■ Problem statement:
Without any pictures, restate the full set of records below exactly.

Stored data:
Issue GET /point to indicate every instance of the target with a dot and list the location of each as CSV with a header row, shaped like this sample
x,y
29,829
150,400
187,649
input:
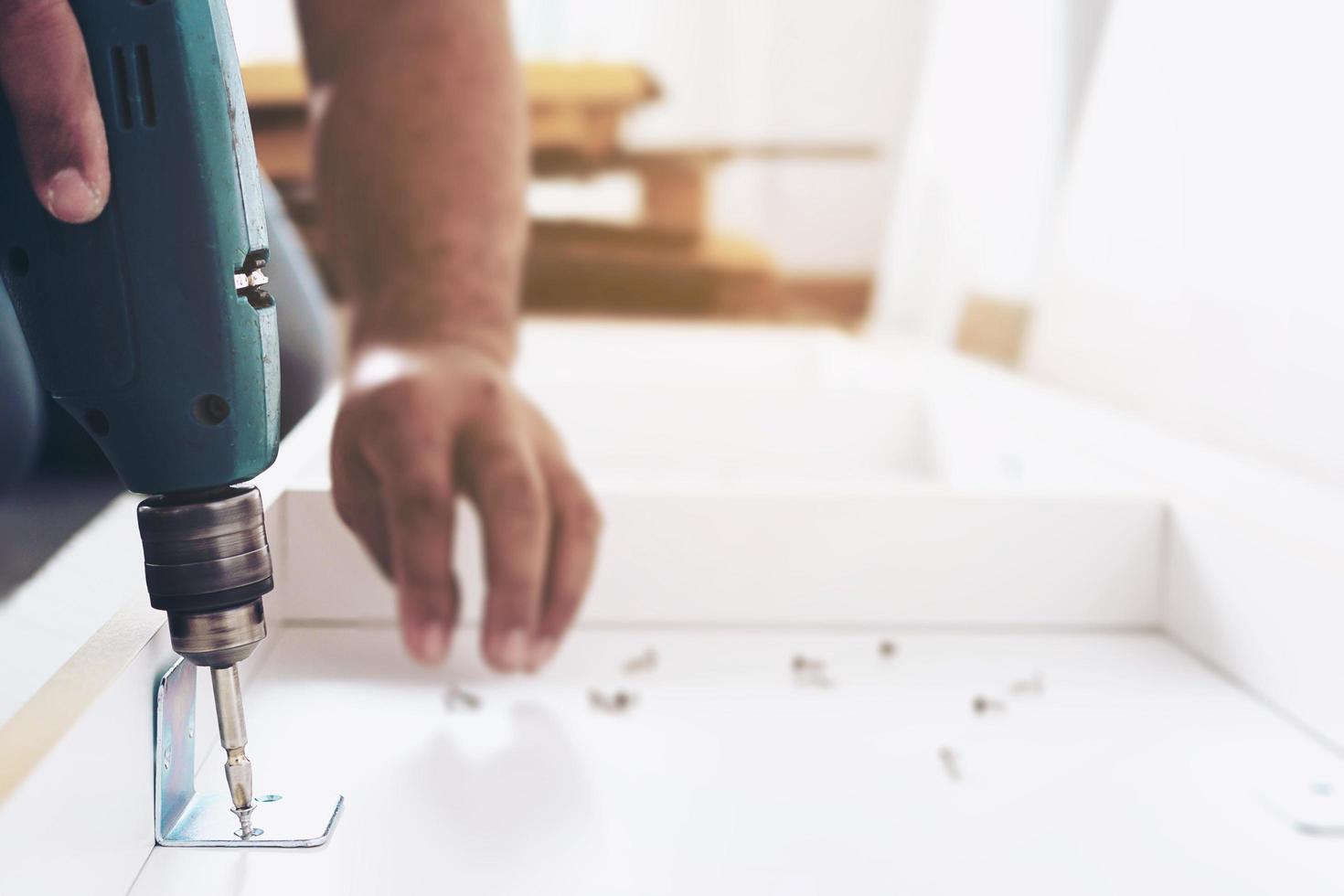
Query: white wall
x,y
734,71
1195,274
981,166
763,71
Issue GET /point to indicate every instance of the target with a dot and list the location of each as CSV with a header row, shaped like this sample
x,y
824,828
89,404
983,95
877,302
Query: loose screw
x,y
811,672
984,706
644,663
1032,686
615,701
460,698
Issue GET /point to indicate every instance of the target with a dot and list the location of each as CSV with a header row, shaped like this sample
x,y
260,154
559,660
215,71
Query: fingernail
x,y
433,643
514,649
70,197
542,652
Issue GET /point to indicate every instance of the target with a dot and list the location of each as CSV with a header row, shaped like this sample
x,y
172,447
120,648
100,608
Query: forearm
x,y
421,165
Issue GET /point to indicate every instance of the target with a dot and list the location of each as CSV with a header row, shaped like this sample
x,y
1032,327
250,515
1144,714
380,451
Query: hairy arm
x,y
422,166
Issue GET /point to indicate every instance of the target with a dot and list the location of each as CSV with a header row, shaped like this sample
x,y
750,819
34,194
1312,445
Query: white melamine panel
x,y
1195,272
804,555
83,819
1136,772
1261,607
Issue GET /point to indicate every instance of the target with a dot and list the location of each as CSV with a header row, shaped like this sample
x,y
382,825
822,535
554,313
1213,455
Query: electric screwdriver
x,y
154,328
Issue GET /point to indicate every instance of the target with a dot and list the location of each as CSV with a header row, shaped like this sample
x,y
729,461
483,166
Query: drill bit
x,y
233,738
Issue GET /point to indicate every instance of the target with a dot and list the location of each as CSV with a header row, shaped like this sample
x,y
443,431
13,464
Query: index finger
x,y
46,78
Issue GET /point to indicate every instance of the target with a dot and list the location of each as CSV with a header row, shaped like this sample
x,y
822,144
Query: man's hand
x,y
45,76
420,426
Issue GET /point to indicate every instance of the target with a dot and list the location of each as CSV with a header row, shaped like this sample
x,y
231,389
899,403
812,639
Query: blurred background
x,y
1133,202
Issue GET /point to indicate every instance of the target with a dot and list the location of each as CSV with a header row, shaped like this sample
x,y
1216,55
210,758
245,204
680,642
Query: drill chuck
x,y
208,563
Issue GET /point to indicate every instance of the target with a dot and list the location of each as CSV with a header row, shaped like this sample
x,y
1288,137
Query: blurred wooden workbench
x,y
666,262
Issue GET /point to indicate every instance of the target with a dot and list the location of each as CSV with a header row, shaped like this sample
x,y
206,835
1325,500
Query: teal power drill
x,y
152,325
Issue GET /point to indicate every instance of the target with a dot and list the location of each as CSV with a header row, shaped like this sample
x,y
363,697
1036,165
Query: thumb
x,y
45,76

■ Solution to this problem:
Issue GET /point to indicate every instance of the target with a dot and list the location of each as CSV with a header row, shaped like this sample
x,y
29,829
150,400
187,649
input:
Query: white wall
x,y
734,71
1195,274
981,166
763,71
Issue GET /point to indicate every instance of the target with a dot and list the location of each as CSV with a header row, shaped like this sample
x,y
824,828
89,404
983,95
877,302
Query: loose screw
x,y
811,672
984,706
644,663
1032,686
615,701
460,698
Issue GET /point to indicate every instance of the target with a dot and list the location of each as CSV with a header row, shaped like this sample
x,y
260,154
559,660
215,71
Query: fingernail
x,y
433,643
514,649
70,197
542,652
Issue GET /point to indicate every instance of the target with a dot and list the location of each as CSV with a header row, shaped like this sample
x,y
172,447
120,648
100,608
Query: forearm
x,y
421,165
Issue GET /point to indicate every instance of the target with a dot and list the location of each as CSV with a header row, shaped like this sample
x,y
1032,327
250,515
1144,714
380,451
Query: hairy arm
x,y
422,166
Issue GET /point to indicate every instance of the target with a dot and list the location of each as CSV with a header row, shaped like this sample
x,y
750,819
34,194
1312,445
Query: white melamine panel
x,y
1195,272
804,555
83,819
1136,772
1261,607
Issue GET /point to indicate every instance of the target with a dot and list the location of each as CSV with a header row, shaped like this sample
x,y
382,825
822,535
554,313
1213,455
Query: electric screwdriver
x,y
154,328
Issue GET /point to indicate every instance of the target with a dot and list the location of each as CSV with a header row, shaped like this sample
x,y
729,461
483,166
Query: drill bit
x,y
233,738
Issue GET /point to indicate every instance of the target with a dot and list the location of each as CSV with a header row, shaped like this sample
x,y
443,431
13,464
Query: index finger
x,y
46,78
Issue GET /point to indicate every instance of the target with a dot and list the location of each as CSV with a header row, shaped like this sample
x,y
822,144
Query: man's hand
x,y
45,76
420,426
Issue GET /point to indicate every instance of the target with a dot and list the location of each as CSV with a header row, shaped like this sample
x,y
231,389
899,403
812,639
Query: blurred background
x,y
1133,202
Issue GET /point to indicate every instance of the target with a dot and list the location of each as CSV with a header row, shaped like this sample
x,y
1216,55
210,758
245,204
680,642
Query: drill chuck
x,y
208,563
Issue GET /point to indicate every instance of the target with a dot and list the location of each as CSV with a header row, shaped like this sample
x,y
1288,137
Query: blurred wooden workbench
x,y
666,262
Issue GET /point to indicate every instance of the target with a dot and list the location of each as CSV with a header row, shaped like this sample
x,y
206,835
1325,500
Query: teal power drill
x,y
152,325
Issue GET /point to indicate every instance of the target with a dot and list the location of each as CSV with a header row, shaped like this sample
x,y
363,697
1036,165
Query: thumb
x,y
45,76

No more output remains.